▶ Texte choisi:
- - - -

Peder Severin Krøyer, patrimoine national en Suède

Une autre exposition était organisée à Bologne, au Palazzo Albergati, sur Monet et les impressionnistes. Celle-ci était déjà prévue, mais elle a été prolongée, "en raison des nouvelles contraintes telles que les jauges et les risques de fermeture ". Les musées italiens, un temps fermés, ont rouvert le 1er février en semaine et l'exposition se terminera le 21.

Et puis donc, l'exposition L'heure bleue de Peder Severin Krøyer, qui était prévue pour le 28 janvier à Marmottan même, est prête à accueillir le public. Le peintre danois est peu connu en France mais ses œuvres "sont considérées comme un patrimoine national inestimable" dans son pays et en Suède. L'heure bleue, c'est un phénomène climatique particulier aux pays du Nord, une teinte et une lumière qui apparaissent à l'horizon au crépuscule. L'exposition est consacrée aux peintures de plein air réalisées par Krøyer à Skagen, tout au nord du Jutland, où une colonie d'artistes se retrouvait.

- - - -

▶ Données enregistrées:
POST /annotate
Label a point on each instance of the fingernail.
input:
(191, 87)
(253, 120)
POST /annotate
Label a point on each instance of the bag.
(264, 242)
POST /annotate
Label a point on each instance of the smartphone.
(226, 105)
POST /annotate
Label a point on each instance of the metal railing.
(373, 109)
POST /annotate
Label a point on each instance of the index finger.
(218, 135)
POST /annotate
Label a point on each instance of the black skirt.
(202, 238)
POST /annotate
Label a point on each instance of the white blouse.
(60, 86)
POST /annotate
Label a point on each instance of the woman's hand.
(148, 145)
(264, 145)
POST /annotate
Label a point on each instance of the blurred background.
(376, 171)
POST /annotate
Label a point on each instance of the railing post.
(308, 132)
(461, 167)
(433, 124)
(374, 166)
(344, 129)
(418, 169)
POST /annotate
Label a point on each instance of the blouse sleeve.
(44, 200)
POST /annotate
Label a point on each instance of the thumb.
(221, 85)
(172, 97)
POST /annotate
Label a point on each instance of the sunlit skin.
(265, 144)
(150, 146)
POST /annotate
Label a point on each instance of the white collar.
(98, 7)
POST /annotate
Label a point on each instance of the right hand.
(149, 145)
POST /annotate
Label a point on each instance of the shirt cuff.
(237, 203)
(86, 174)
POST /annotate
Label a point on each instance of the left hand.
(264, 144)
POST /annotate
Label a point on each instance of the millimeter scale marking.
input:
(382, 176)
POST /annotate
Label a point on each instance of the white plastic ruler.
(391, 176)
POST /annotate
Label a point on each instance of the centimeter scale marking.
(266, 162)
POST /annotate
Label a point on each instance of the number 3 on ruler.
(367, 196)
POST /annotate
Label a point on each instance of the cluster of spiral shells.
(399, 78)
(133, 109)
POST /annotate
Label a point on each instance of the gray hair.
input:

- - - -

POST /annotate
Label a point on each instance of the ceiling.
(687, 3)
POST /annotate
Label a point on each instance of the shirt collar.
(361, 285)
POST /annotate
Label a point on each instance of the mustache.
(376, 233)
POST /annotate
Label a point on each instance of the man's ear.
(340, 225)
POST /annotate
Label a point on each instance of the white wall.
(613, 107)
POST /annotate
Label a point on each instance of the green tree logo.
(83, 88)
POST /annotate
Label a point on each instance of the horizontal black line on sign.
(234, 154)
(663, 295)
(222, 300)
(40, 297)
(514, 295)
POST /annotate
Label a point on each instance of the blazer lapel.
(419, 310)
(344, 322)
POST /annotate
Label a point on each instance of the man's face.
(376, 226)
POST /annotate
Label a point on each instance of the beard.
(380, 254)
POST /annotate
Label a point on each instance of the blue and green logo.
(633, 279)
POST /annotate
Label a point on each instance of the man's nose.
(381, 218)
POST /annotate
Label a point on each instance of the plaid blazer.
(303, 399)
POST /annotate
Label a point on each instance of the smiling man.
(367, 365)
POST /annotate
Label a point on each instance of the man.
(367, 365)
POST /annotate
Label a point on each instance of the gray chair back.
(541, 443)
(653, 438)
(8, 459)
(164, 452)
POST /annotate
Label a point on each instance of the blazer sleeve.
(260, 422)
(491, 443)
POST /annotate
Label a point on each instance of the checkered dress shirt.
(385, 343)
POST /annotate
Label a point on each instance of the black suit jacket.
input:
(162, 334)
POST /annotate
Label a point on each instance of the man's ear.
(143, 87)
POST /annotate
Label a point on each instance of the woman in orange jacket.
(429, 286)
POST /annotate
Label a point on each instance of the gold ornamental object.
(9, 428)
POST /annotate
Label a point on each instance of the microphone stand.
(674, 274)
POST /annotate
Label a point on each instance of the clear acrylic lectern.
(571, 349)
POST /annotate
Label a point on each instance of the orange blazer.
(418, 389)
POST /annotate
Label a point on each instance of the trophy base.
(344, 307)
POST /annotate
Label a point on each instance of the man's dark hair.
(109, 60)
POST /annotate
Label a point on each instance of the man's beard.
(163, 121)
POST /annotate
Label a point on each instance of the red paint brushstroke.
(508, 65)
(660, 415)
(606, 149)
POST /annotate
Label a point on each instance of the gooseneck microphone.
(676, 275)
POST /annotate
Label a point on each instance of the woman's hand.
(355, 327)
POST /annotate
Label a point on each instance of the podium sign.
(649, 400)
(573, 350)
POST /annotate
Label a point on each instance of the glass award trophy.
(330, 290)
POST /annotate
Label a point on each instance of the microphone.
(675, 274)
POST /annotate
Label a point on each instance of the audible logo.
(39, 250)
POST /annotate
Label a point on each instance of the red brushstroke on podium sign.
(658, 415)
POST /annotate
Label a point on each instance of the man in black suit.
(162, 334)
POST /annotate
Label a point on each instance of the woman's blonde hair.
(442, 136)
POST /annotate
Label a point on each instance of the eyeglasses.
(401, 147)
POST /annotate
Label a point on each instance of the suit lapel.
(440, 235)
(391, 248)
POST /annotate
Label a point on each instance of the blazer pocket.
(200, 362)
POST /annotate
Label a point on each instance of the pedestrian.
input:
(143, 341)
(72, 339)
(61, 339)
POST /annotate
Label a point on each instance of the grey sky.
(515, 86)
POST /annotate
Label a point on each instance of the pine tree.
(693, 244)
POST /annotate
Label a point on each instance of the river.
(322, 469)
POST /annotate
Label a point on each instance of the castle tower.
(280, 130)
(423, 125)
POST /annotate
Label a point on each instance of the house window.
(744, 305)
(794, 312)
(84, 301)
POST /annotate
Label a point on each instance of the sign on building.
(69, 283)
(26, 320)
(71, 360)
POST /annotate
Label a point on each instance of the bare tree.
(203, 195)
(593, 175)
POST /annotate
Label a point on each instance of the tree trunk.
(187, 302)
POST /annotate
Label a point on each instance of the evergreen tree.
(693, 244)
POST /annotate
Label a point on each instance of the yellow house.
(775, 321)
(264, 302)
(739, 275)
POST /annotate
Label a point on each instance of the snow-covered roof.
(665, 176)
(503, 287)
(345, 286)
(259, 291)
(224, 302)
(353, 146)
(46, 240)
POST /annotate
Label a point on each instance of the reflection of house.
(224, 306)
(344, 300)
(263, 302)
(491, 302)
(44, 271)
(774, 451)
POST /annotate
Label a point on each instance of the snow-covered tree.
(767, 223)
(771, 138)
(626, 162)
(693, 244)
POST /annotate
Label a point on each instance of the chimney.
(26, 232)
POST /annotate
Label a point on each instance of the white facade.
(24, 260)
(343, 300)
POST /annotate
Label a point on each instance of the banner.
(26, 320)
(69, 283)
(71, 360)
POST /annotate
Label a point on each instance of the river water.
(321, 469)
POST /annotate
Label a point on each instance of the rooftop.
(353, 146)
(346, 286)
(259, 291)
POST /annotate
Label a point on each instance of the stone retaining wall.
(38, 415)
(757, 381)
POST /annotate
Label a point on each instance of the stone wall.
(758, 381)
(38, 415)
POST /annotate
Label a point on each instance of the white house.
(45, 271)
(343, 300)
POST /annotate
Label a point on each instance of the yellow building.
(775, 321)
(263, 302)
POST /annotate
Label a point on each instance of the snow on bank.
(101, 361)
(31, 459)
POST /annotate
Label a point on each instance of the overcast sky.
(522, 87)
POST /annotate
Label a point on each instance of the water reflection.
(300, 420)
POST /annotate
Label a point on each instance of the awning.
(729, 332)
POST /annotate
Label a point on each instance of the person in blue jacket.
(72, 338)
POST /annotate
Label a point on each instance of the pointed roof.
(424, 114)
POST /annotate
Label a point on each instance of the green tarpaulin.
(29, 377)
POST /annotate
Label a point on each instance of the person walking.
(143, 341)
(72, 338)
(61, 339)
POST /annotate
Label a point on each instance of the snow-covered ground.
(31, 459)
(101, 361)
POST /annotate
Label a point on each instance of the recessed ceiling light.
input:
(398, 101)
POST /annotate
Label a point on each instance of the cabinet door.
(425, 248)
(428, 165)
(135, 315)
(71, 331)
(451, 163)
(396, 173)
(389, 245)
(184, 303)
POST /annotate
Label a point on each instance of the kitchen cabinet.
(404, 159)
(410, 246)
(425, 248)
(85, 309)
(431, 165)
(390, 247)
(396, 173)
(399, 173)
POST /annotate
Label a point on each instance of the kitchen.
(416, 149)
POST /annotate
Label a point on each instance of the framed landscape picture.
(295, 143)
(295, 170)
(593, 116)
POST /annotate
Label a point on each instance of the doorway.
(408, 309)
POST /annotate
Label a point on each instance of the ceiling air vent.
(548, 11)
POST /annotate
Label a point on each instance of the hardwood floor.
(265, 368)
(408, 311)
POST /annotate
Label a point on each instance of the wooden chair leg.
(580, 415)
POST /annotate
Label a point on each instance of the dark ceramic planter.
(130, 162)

- - - -

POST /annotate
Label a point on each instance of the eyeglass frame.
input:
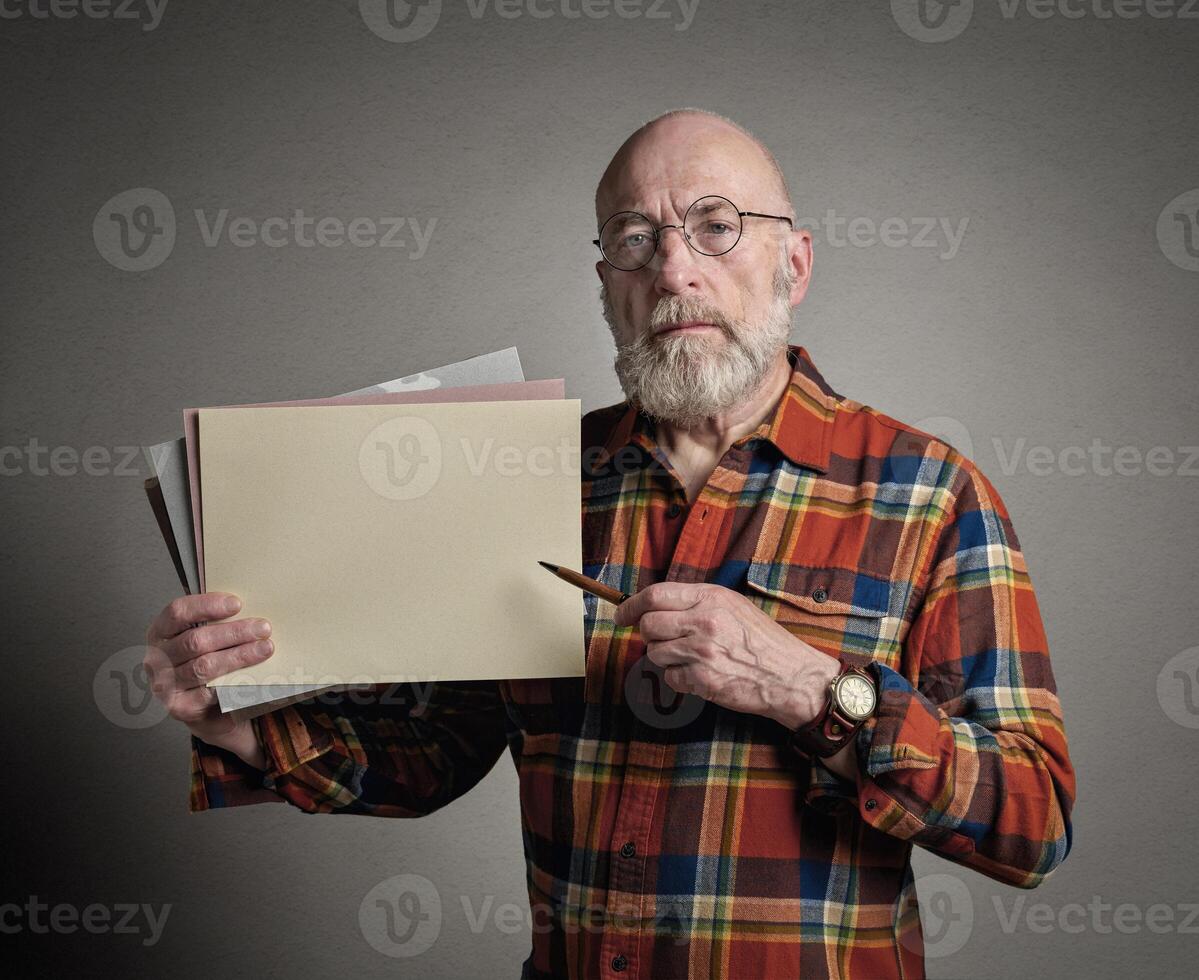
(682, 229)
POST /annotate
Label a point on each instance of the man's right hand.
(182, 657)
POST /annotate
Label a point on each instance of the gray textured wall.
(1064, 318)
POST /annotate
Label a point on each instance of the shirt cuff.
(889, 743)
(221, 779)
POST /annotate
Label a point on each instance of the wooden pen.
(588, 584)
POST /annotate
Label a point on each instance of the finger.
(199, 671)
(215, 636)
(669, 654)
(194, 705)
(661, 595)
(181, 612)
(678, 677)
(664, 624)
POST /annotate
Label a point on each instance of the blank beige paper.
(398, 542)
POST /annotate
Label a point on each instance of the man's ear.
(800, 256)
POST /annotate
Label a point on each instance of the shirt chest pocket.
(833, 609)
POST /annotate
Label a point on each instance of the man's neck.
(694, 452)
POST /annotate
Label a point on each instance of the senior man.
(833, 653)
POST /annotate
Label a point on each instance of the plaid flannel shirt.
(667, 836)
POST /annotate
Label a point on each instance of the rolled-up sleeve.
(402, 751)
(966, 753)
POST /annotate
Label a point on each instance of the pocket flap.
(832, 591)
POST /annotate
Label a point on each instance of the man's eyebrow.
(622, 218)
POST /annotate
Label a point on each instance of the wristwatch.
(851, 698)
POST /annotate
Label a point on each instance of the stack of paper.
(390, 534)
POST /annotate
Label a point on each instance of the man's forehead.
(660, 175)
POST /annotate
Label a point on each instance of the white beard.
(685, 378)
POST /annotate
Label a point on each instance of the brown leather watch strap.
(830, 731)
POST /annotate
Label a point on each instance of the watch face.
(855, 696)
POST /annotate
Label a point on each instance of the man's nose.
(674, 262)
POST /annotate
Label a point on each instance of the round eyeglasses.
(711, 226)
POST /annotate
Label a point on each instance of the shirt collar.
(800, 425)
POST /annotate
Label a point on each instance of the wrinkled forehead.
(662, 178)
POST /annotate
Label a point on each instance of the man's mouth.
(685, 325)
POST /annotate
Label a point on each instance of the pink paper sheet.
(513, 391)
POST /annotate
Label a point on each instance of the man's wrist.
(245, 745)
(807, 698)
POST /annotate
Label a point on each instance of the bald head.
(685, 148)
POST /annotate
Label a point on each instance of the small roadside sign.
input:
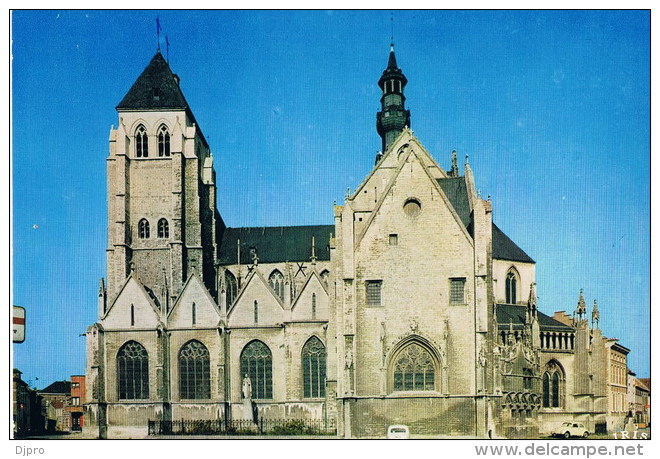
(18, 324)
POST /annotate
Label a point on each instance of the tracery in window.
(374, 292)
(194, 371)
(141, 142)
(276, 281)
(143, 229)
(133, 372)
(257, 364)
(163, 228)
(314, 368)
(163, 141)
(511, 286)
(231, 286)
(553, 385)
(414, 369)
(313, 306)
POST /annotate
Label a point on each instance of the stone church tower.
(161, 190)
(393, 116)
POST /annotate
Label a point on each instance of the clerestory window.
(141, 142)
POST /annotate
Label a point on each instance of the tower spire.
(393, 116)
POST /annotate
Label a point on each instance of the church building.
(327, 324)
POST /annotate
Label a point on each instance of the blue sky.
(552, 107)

- - - -

▶ Consigne:
Répondez brièvement aux questions suivantes à l'aide du texte choisi.
(a) Dans quel lieu de Bologne l'exposition sur Monet et les impressionnistes était-elle organisée ?
(b) À quelle date les musées italiens ont-ils rouvert ?
(c) Où Krøyer a-t-il réalisé les peintures de plein air auxquelles l'exposition est consacrée ?

▶ Corrigé de l'exercice:
(a) Au Palazzo Albergati.
(b) Le 1er février, en semaine.
(c) À Skagen, tout au nord du Jutland.